**Written problem**
Identify every line in the items below that contains the word "jeans", and copy each of those lines.

[Data extracted from a collection]

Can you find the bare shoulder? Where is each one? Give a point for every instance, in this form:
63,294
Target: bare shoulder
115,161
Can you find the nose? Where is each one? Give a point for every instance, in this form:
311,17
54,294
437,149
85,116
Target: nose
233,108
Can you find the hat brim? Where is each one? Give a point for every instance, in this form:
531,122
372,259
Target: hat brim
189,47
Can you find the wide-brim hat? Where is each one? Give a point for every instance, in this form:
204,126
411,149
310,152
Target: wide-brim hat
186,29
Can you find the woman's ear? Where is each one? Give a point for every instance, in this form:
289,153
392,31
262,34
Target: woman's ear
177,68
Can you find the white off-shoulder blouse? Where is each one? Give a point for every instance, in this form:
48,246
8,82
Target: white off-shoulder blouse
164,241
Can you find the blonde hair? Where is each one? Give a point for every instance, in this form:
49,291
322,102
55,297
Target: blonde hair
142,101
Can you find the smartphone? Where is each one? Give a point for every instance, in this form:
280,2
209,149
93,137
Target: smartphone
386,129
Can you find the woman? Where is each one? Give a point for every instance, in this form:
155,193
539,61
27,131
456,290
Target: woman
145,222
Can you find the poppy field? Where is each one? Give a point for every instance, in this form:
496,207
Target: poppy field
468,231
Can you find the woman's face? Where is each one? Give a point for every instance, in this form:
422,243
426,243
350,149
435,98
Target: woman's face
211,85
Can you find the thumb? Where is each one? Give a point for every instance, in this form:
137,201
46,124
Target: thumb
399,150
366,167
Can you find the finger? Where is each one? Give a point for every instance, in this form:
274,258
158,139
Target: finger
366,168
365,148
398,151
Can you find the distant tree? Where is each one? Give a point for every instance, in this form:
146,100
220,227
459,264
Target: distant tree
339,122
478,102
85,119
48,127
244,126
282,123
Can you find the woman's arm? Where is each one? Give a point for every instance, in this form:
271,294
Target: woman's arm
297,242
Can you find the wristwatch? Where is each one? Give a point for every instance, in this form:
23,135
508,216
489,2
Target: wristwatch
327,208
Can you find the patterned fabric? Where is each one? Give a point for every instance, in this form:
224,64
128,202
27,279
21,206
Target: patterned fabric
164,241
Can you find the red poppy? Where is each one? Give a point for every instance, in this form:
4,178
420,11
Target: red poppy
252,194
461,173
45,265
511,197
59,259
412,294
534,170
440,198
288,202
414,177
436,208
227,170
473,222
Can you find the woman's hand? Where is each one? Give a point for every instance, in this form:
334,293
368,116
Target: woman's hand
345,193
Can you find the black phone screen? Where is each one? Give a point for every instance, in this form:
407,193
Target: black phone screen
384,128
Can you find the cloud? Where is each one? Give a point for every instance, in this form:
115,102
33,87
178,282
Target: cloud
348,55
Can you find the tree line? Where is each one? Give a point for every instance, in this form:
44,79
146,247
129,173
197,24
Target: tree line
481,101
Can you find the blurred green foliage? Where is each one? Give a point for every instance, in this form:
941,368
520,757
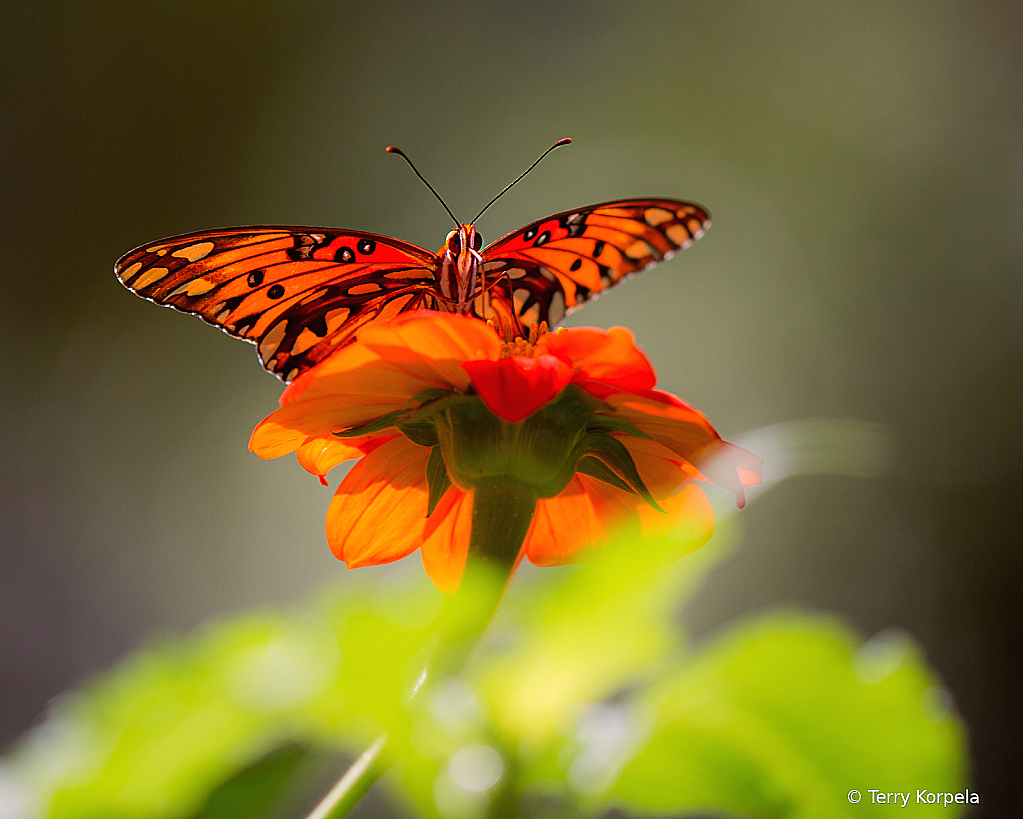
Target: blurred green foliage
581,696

* * *

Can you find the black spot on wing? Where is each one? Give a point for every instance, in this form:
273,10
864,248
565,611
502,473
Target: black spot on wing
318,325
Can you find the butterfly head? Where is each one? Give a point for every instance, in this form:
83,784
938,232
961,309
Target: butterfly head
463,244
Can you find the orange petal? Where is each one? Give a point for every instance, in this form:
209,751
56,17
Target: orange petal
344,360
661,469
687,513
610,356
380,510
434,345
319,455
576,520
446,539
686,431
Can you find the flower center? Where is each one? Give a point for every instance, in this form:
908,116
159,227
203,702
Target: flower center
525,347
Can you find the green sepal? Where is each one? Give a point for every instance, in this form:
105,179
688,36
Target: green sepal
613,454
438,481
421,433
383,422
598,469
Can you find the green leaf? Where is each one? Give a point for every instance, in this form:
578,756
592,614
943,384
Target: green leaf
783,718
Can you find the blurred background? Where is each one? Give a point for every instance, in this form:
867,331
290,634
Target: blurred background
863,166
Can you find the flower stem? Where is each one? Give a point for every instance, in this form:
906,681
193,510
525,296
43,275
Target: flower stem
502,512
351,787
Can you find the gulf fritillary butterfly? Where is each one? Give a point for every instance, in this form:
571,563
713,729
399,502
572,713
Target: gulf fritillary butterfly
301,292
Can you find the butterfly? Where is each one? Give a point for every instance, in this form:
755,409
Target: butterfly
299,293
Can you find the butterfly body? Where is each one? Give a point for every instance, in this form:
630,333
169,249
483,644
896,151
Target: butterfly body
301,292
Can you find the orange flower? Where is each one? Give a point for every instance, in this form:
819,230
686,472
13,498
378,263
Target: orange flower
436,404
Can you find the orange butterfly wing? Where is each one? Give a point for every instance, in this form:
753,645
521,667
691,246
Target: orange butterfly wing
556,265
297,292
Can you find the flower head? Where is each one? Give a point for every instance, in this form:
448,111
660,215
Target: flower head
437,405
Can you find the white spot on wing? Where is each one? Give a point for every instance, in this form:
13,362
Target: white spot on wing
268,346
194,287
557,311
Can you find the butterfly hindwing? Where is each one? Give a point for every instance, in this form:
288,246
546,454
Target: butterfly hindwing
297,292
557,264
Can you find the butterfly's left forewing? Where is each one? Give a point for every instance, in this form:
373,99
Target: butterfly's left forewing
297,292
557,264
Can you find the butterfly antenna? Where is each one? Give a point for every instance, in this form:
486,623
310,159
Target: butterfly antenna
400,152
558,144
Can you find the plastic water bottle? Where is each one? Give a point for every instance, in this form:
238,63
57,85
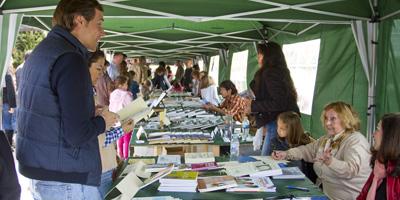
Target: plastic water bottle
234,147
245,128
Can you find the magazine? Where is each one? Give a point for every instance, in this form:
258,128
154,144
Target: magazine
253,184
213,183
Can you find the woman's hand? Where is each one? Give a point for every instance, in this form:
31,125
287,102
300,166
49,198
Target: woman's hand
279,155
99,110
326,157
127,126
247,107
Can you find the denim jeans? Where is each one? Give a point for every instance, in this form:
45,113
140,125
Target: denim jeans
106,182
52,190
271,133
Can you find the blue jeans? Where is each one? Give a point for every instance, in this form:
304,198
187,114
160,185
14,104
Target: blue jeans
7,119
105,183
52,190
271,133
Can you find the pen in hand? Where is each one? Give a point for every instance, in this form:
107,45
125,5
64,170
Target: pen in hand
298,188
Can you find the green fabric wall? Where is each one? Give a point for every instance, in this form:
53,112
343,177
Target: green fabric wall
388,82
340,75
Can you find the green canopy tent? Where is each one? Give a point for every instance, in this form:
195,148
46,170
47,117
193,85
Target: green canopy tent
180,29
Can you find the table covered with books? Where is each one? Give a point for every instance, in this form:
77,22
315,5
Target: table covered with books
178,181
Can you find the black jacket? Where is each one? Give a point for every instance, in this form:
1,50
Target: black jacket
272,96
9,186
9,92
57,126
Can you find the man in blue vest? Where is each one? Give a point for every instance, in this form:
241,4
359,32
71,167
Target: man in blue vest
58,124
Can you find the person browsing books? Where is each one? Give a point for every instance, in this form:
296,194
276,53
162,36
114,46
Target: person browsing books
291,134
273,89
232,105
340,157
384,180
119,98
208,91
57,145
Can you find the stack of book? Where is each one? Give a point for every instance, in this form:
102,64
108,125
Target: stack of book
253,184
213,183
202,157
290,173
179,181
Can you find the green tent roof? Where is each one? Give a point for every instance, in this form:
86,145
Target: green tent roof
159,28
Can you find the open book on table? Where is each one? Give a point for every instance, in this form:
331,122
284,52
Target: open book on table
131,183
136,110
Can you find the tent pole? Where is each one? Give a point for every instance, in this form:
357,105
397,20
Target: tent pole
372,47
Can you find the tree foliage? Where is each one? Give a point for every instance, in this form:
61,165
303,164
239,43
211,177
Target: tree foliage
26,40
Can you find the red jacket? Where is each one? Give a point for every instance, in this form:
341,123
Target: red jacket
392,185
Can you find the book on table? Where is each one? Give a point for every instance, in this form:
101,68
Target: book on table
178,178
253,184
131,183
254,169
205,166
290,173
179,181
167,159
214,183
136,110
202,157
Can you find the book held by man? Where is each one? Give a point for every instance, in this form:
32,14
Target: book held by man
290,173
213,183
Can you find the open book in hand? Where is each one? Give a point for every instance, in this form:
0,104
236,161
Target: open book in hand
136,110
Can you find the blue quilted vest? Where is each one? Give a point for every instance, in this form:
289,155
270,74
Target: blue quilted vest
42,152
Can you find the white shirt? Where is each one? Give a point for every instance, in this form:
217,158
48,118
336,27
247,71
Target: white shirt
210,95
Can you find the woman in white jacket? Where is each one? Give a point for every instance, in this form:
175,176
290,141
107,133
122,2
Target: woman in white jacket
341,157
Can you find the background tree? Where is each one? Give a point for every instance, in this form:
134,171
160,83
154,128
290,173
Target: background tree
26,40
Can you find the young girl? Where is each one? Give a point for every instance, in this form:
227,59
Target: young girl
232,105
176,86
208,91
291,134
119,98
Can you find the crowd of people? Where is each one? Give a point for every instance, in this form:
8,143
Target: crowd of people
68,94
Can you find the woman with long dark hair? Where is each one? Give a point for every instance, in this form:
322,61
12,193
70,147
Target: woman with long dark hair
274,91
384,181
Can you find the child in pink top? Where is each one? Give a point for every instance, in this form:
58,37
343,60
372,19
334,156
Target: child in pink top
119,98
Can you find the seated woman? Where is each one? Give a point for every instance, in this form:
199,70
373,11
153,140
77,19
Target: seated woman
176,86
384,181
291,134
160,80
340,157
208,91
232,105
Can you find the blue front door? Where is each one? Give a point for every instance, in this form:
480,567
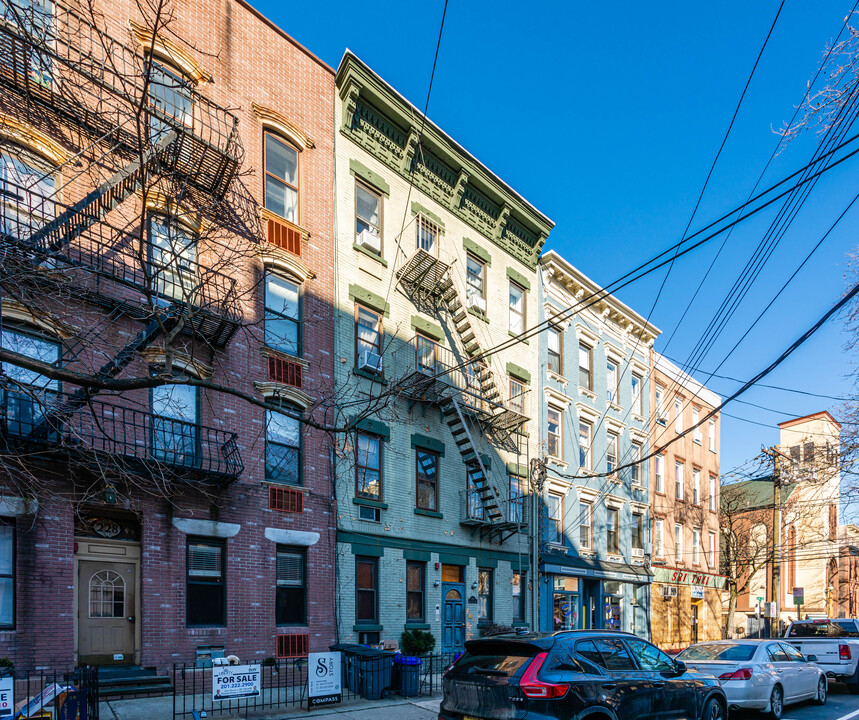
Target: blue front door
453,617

---

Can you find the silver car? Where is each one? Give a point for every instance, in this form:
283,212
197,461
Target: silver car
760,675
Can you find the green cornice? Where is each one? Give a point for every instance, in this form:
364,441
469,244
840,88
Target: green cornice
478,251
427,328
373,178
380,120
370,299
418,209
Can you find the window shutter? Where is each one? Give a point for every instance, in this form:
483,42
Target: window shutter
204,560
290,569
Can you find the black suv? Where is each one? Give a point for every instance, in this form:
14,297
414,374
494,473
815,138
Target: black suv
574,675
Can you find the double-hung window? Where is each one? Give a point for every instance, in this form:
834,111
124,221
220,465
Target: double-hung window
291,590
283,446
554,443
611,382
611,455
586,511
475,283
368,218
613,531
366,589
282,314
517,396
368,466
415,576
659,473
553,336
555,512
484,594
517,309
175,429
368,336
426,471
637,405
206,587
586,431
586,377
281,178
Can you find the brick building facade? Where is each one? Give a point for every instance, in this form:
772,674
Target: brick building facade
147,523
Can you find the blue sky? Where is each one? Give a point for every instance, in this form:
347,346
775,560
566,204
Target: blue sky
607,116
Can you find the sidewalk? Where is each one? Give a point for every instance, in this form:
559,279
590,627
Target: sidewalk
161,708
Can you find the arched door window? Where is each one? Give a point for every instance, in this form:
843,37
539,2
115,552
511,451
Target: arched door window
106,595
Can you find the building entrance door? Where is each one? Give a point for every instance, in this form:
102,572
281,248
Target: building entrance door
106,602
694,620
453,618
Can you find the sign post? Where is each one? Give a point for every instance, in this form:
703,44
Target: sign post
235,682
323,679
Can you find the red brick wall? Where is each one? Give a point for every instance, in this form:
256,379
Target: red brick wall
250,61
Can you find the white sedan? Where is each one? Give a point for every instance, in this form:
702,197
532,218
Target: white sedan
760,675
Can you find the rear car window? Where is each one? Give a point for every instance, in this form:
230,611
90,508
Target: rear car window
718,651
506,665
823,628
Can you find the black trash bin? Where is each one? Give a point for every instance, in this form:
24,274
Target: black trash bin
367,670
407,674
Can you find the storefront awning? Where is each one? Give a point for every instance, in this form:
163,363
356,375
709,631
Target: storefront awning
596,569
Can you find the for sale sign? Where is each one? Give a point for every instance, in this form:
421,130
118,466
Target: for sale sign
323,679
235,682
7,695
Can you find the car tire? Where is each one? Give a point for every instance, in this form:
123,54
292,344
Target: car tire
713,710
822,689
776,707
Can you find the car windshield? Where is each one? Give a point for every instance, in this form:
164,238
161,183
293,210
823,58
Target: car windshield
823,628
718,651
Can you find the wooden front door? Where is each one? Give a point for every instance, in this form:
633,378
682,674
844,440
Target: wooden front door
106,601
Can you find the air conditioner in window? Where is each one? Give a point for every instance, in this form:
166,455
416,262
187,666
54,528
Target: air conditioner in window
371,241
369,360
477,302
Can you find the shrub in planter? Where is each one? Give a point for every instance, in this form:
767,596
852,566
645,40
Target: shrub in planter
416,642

**Full output**
Can you find the denim jeans? Where is each one? Give a point for every instance, in this form:
Target: denim jeans
Can you find the blue jeans? Where is each one? Give a point for every instance, in this form:
Target: blue jeans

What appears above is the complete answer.